**WHAT TO WORK ON**
Work through the data line by line, gathering every line that has the word "distant".

*** DATASET EXCERPTS Section Begins ***

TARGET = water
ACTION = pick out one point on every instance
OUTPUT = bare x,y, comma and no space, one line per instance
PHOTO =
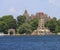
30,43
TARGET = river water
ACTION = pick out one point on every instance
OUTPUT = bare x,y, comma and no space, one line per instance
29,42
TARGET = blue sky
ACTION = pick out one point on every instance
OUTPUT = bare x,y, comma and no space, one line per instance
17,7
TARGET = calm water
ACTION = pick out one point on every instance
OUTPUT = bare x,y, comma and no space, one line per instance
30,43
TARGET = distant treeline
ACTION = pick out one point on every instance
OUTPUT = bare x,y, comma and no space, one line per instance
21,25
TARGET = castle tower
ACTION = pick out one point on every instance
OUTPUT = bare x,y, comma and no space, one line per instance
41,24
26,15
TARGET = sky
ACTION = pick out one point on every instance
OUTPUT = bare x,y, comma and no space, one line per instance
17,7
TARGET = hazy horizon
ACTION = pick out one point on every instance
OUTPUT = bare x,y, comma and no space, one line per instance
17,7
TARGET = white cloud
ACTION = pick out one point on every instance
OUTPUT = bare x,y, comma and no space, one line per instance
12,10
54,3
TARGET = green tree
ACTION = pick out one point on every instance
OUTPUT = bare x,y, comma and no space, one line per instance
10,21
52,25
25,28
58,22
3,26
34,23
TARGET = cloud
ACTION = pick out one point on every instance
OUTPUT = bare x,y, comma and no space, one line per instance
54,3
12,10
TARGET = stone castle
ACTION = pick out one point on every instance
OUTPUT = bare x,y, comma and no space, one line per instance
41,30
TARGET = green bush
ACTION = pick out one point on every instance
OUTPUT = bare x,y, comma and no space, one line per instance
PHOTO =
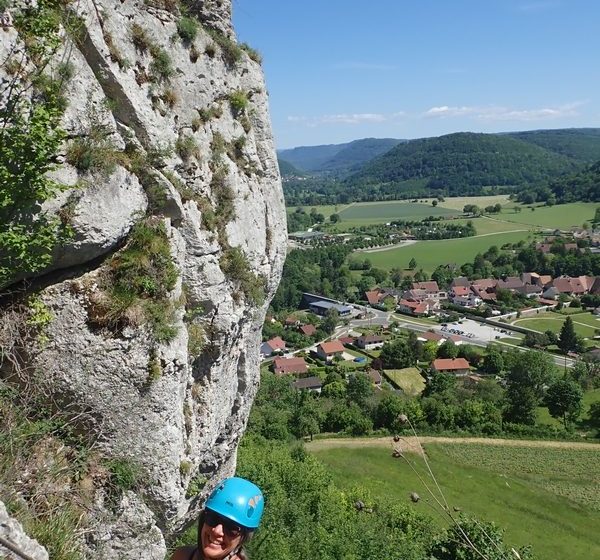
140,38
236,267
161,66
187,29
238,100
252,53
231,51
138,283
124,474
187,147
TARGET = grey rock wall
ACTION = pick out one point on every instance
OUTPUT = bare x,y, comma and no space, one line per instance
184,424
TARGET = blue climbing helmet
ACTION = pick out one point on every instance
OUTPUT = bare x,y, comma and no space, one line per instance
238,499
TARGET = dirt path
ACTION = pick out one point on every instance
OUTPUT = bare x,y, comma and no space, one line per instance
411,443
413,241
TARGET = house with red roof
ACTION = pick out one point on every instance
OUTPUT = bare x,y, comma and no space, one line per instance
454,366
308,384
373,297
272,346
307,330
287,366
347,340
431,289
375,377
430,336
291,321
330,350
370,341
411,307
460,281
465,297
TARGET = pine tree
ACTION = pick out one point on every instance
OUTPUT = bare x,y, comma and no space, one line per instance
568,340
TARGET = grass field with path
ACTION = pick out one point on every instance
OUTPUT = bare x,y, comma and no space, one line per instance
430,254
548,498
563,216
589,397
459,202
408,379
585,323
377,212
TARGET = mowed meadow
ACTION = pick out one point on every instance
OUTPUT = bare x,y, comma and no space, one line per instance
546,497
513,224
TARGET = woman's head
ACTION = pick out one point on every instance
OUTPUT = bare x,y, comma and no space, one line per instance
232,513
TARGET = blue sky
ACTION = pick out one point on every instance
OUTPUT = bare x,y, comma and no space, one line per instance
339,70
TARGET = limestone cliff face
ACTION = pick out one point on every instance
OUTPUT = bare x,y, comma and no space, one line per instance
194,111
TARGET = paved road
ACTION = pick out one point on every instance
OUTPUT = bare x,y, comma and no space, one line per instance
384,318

*** DATASET EXCERPTS Section Ends ***
*** DATASET EXCERPTS Section Begins ***

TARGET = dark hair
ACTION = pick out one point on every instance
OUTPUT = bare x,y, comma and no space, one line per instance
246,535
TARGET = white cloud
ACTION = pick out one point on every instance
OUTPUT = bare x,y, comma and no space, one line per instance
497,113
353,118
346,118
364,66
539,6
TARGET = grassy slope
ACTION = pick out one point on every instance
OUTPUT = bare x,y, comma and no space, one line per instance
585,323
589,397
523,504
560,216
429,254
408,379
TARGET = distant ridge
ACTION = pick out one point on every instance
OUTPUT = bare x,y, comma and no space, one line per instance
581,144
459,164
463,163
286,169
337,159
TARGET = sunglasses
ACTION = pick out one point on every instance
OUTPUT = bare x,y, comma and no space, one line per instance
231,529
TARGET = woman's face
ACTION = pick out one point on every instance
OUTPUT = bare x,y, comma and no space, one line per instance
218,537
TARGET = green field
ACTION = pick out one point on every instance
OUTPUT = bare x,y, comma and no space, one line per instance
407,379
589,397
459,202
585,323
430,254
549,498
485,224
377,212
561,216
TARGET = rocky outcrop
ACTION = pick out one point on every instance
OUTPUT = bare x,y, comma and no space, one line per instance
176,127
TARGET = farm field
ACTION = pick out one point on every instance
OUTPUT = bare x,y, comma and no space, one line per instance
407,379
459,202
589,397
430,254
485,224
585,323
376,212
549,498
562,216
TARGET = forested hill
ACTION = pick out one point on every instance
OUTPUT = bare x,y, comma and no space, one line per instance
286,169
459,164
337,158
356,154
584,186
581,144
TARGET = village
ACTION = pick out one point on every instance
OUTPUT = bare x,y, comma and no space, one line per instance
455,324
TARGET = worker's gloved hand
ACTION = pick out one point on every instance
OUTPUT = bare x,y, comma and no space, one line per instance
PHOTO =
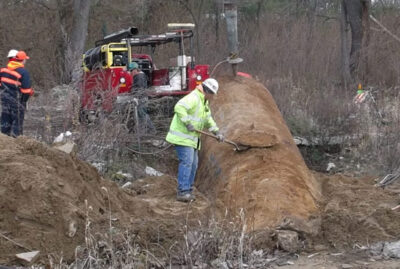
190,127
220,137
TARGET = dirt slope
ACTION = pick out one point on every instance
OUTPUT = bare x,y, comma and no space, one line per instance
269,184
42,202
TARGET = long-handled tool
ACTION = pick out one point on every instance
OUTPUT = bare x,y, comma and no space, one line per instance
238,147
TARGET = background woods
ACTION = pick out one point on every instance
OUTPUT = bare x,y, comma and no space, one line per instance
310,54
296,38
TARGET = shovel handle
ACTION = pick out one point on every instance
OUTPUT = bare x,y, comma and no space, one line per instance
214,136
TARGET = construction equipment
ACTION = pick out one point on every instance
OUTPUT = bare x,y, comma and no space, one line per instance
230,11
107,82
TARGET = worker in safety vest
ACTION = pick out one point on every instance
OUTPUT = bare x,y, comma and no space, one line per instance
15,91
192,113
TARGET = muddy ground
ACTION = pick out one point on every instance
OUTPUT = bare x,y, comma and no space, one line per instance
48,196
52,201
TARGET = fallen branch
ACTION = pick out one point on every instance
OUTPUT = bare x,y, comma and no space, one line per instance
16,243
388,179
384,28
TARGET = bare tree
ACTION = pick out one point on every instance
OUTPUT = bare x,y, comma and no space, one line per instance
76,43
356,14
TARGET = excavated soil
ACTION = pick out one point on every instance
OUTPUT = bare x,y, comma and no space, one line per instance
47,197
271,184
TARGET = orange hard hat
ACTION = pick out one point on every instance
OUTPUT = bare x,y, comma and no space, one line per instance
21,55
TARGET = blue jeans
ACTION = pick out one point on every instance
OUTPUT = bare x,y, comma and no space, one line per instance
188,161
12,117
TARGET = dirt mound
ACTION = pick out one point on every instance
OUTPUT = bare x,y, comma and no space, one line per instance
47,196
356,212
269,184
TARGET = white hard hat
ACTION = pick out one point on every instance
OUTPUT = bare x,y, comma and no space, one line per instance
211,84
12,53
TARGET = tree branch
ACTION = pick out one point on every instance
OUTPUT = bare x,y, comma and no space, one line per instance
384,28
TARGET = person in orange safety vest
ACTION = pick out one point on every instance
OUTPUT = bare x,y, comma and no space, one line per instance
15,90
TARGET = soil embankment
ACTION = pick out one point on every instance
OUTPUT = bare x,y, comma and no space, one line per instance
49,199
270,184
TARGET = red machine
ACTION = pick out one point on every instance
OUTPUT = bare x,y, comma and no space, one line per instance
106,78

*** DATASET EXCERPTS Section Ends ***

**ANSWER SECTION**
TARGET = distant treeline
TARGET = distant ridge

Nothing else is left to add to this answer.